Segmentation mask data

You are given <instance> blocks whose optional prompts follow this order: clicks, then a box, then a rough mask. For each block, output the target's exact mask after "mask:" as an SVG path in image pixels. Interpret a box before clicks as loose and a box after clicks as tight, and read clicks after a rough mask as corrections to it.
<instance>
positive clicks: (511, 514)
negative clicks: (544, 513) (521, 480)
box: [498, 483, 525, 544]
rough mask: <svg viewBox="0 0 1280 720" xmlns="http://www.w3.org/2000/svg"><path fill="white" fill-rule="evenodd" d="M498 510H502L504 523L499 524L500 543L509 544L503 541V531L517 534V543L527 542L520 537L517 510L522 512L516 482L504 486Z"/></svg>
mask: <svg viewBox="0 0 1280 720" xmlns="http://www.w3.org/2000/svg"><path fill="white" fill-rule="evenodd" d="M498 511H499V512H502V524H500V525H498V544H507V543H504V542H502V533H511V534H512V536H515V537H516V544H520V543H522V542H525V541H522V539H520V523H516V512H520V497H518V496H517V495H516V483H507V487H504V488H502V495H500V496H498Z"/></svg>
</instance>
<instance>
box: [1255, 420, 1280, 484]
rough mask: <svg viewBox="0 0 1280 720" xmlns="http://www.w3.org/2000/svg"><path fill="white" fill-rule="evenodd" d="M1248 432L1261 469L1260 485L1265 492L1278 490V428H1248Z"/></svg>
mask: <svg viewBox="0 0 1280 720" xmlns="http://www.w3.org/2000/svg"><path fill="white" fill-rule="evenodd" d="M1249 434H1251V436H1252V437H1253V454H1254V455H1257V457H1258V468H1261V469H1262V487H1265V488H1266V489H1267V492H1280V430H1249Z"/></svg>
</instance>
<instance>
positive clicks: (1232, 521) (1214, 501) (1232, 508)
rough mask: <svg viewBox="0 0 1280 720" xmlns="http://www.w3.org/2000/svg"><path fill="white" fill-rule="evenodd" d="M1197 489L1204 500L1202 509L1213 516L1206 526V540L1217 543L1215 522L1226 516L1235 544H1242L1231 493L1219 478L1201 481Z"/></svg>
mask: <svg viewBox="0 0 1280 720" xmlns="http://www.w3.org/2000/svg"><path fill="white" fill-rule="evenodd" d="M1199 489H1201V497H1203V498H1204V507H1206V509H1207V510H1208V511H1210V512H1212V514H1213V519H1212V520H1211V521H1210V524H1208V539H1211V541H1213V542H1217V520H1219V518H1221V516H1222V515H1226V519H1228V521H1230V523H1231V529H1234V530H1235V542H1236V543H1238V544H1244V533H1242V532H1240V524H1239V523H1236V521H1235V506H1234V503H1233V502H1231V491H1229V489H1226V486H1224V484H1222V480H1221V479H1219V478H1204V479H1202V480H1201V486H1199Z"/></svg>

## WHAT YOU SHOULD DO
Please retype the data above exactly, including every line.

## EXERCISE RESPONSE
You are given <instance> blocks whose optional prompts follow this order: clicks, then a box, then a rough mask. For each block, output the target's exact mask after "mask:" as an SVG path in image pixels. Interpret a box before clicks as loose and a box after clicks as tight, and read clicks after a rough mask as corrections to it.
<instance>
positive clicks: (511, 514)
negative clicks: (544, 513) (521, 480)
box: [498, 483, 525, 544]
rough mask: <svg viewBox="0 0 1280 720" xmlns="http://www.w3.org/2000/svg"><path fill="white" fill-rule="evenodd" d="M498 510H502L504 523L499 524L500 543L509 544L503 541V531L517 534V543L527 542L520 537L517 510L522 512L516 482L504 486Z"/></svg>
mask: <svg viewBox="0 0 1280 720" xmlns="http://www.w3.org/2000/svg"><path fill="white" fill-rule="evenodd" d="M498 511H499V512H502V524H500V525H498V544H507V543H504V542H502V533H511V534H512V536H515V537H516V544H520V543H522V542H525V541H522V539H520V523H516V512H520V497H518V496H517V495H516V483H507V487H504V488H502V495H500V496H498Z"/></svg>
</instance>
<instance>
box: [1255, 420, 1280, 484]
rough mask: <svg viewBox="0 0 1280 720" xmlns="http://www.w3.org/2000/svg"><path fill="white" fill-rule="evenodd" d="M1248 432L1261 469L1260 485L1265 492L1278 490V428H1248Z"/></svg>
mask: <svg viewBox="0 0 1280 720" xmlns="http://www.w3.org/2000/svg"><path fill="white" fill-rule="evenodd" d="M1249 434H1251V436H1252V437H1253V454H1254V455H1257V457H1258V468H1261V469H1262V487H1265V488H1266V489H1267V492H1280V430H1249Z"/></svg>
</instance>
<instance>
positive clicks: (1232, 521) (1214, 501) (1232, 508)
rough mask: <svg viewBox="0 0 1280 720" xmlns="http://www.w3.org/2000/svg"><path fill="white" fill-rule="evenodd" d="M1197 489L1204 500L1202 509L1213 516L1206 526V540L1217 543L1215 522L1226 516L1235 544H1242L1231 493L1219 478L1201 481Z"/></svg>
mask: <svg viewBox="0 0 1280 720" xmlns="http://www.w3.org/2000/svg"><path fill="white" fill-rule="evenodd" d="M1199 489H1201V497H1203V498H1204V507H1206V509H1207V510H1208V511H1210V512H1212V514H1213V519H1212V520H1211V521H1210V524H1208V539H1211V541H1213V542H1217V520H1219V518H1221V516H1222V515H1226V519H1228V521H1230V523H1231V529H1234V530H1235V542H1236V543H1238V544H1244V533H1242V532H1240V524H1239V523H1236V521H1235V506H1234V503H1233V502H1231V491H1229V489H1226V486H1224V484H1222V480H1221V479H1219V478H1204V479H1202V480H1201V486H1199Z"/></svg>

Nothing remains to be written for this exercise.